## DATA EXTRACTS
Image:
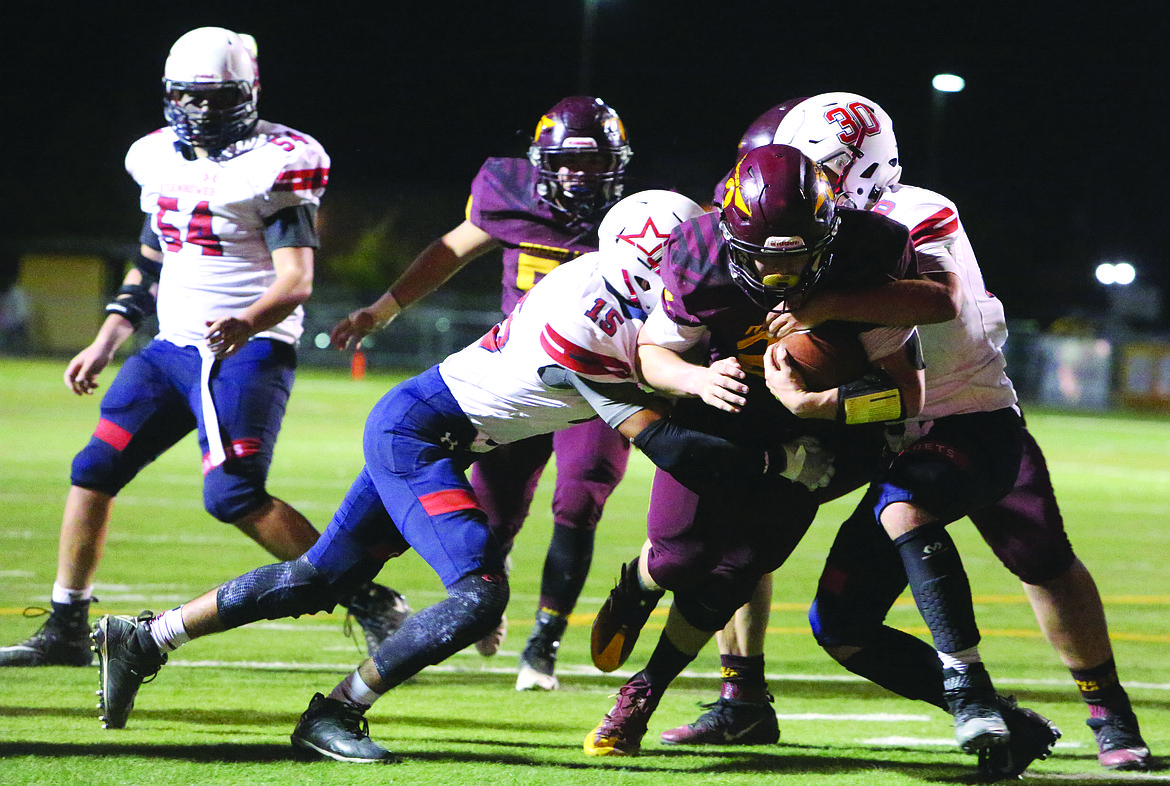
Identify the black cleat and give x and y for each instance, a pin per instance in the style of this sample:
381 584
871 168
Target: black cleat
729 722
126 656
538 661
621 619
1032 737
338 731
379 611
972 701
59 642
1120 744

## WORK INSTRUCTIONS
Could you copy exactly the lines from the one containing "Identify the black" through the end of the records above, and nothing more?

## YOUR RESPONSE
Identify the black cleat and give x and y for each instance, a pin per instance in the style of this sample:
381 584
871 168
Target: black cleat
729 722
126 656
538 661
621 619
1032 737
338 731
379 611
972 701
59 642
1120 744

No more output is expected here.